## Excerpt
= = = = = = =
Class Chalkboard

Class Chalkboard
Timeline from Class Lecture

Wednesday, December 9, 2009

History through Architecture

History through Architecture:

A special class of the Grade 12 Curriculum taught in Waldorf Schools around the world.

By Robert Black/Teacher

In this article, I look to architecture as living evidence of the growth of human consciousness. Are the pyramids more evolved than caves? Is a church more “spiritual” than a town hall? How does the architecture we create shape our lives and destinies as human beings? I use my experience as a teacher of a special Waldorf School class as a vehicle to explore the context and revelations in answering these questions.

As an architect, I have always been fascinated by the subject of human consciousness as it relates to the built environment, especially as the two have co-evolved throughout history. This fascination grew deeper as I became involved with improvisational movement – becoming aware of my own body in space and a consequent awareness of outer conditions around me that affected my inner feelings. This interest has prompted me to seek answers to questions about the deeper meaning of the phenomenon spirit in matter—the belief that our buildings and places carry hidden teachings which, once unveiled, help us better understand ourselves and our purpose as human beings here on Earth.

Twelve years ago, the serendipitous opportunity arose for me to create and teach a class at a local Waldorf School. The class, History through Architecture, is a culminating course, specifically designed into the Waldorf Education Grade 12 curriculum by Rudolf Steiner in the 1920’s... This opportunity provided the perfect venue to pursue the phenomenon of spirit-in-matter in greater detail.

The majority of students in the History through Architecture class are at a key phase of their development, as they are no longer children, but young adults standing at the threshold of the world. In the first semester of their senior year, the high school students begin to show signs of emerging maturity. As graduation approaches, their stand in the world begins to embody a deeper maturity, as they begin the process of leaving their parental home and seeking a new home of their own making in the world. They notice a world path unfolding before them – a path they must create by exercising their own free will and independent action. History through Architecture inspires this awareness and a worldview I propose to be critically important to human civilization today.

Impulses across Time

In my approach to teaching History through Architecture, I invite each student to explore how the inner life or spirit of human beings has evolved in cycles of history, rising up from situations of dire and depressing darkness. By presenting the historical backdrop of architecture through its respective milieus of culture, technology, and spirit, I hope to inspire the students to formulate a living continuum of history –a bridge between the evolutionary cycles of human history and the students themselves.
= = = = = = =
## Collected data
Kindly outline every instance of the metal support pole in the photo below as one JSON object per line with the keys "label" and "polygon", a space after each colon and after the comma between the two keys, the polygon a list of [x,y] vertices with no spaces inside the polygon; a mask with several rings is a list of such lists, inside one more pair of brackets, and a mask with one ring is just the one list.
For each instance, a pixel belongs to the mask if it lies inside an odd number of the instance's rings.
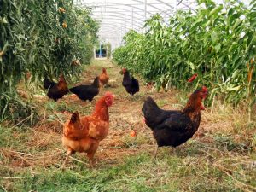
{"label": "metal support pole", "polygon": [[[145,20],[145,21],[147,20],[147,0],[145,0],[145,2],[144,2],[144,20]],[[145,27],[143,29],[143,32],[144,32],[144,33],[146,33]]]}
{"label": "metal support pole", "polygon": [[132,30],[134,29],[133,28],[133,7],[131,8],[131,27],[132,27]]}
= = = = = = =
## Problems to work on
A. In the History through Architecture article, who designed the course into the Waldorf Grade 12 curriculum, and in which decade?
B. Shorten the paragraph of the History through Architecture article that begins "The majority of students" while keeping its main facts.

## Results in order
A. Rudolf Steiner, in the 1920s.

B. Most students in History through Architecture are young adults at the threshold of the world. In the first semester of senior year they show emerging maturity. That maturity deepens as graduation nears and they begin leaving their parental home to make a home of their own. They see a path ahead that they must create through free will and independent action. The class inspires this awareness and a worldview the author considers critically important to civilization today.